### REQUIREMENTS
Copy out the entries below, swapping each "single marker" for "single dot" and keeping everything else the same. Omit the pictures.

--------------------

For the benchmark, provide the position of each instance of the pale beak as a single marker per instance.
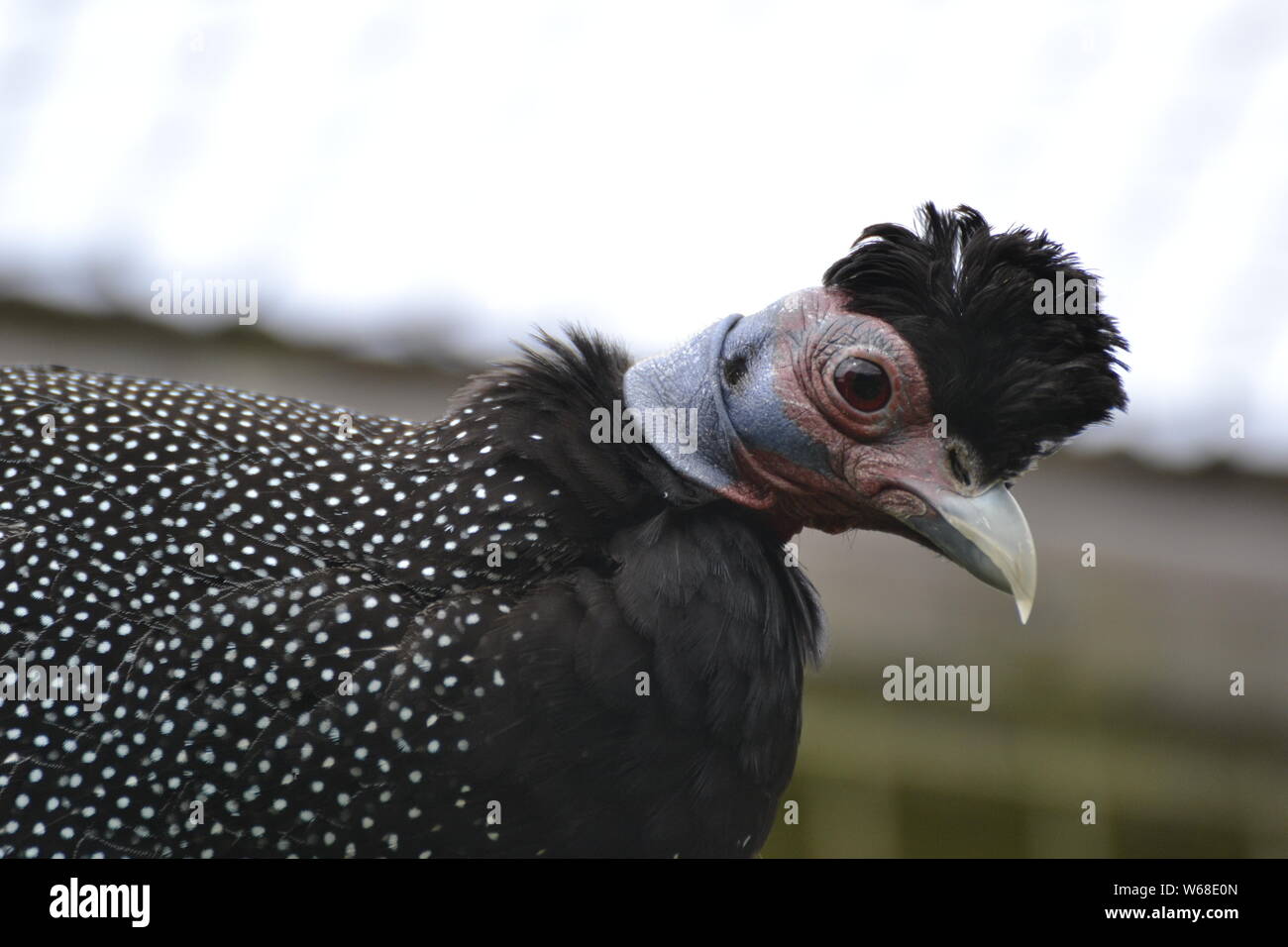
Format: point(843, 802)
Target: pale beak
point(987, 535)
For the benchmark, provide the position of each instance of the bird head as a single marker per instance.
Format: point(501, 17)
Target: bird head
point(905, 394)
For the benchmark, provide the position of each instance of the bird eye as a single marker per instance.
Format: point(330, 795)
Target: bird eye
point(863, 384)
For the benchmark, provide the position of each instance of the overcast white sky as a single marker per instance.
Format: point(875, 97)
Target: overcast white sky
point(439, 174)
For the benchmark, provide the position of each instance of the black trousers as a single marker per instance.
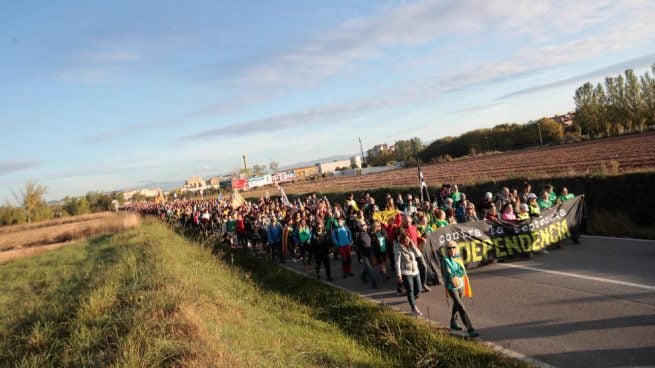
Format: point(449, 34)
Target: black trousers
point(458, 306)
point(322, 259)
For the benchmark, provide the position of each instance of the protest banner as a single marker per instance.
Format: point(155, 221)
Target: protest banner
point(480, 240)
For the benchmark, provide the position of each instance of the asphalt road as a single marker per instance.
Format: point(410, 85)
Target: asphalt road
point(585, 305)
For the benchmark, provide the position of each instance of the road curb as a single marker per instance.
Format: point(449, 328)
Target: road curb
point(507, 352)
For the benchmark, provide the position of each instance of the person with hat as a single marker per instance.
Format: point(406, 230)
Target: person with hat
point(533, 206)
point(407, 271)
point(523, 212)
point(342, 239)
point(274, 235)
point(320, 246)
point(457, 286)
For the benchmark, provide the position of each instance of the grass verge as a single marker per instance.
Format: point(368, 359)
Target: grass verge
point(148, 297)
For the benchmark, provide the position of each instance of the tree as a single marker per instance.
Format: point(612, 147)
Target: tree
point(10, 215)
point(648, 91)
point(634, 100)
point(407, 150)
point(551, 131)
point(32, 202)
point(258, 170)
point(273, 165)
point(76, 206)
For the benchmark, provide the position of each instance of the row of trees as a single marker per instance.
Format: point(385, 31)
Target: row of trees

--------------------

### SOLUTION TO THE EXERCISE
For the benchmark, provide the position of each instance of the pale beak as a single dot per instance.
Format: point(843, 802)
Target: pale beak
point(987, 535)
For the benchmark, provide the position of each instance of the bird head as a single dot per instance.
Format: point(501, 17)
Target: bird head
point(905, 394)
For the benchmark, provide the position of each instance of the bird eye as a single dot per instance.
Format: point(330, 795)
Target: bird eye
point(863, 384)
For the benchmark, provide the position of each instance of the overcast white sky as a single dot per instance.
Format: point(875, 97)
Target: overcast white sky
point(439, 174)
For the benchmark, provide the position of each instance of the black trousers as a single dot per instance.
Format: point(449, 34)
Target: black trousers
point(458, 306)
point(322, 259)
For the benchmark, provide the position of each instance of the protest banner as a single dot per instance.
Format: point(155, 221)
Target: protest banner
point(480, 240)
For the benchmark, provide the position of each instance of the asphalt road as a single dot per instance.
Format: point(410, 85)
Target: asphalt road
point(585, 305)
For the benchmark, provide the position of each instance of the road curb as a single dot per instance.
Format: point(449, 328)
Target: road curb
point(507, 352)
For the benchmark, provide the position of each instance of the person with hat as a single dot per instance.
Format: point(406, 230)
Target: person with hat
point(533, 206)
point(407, 271)
point(523, 212)
point(342, 239)
point(274, 235)
point(320, 246)
point(457, 286)
For the benchmark, provide the position of each instance of the grass verge as a single dot per instance.
Format: point(368, 359)
Target: grass verge
point(148, 297)
For the benchmark, provide the position of each instance of the tree as a single dot per instance.
Format: point(612, 147)
Target: tree
point(10, 215)
point(648, 91)
point(634, 100)
point(407, 150)
point(551, 131)
point(32, 202)
point(258, 170)
point(273, 165)
point(76, 206)
For the benchmark, provide the position of each instance of the row of trees as a single dot per instance.
Format: point(385, 31)
Target: row of trees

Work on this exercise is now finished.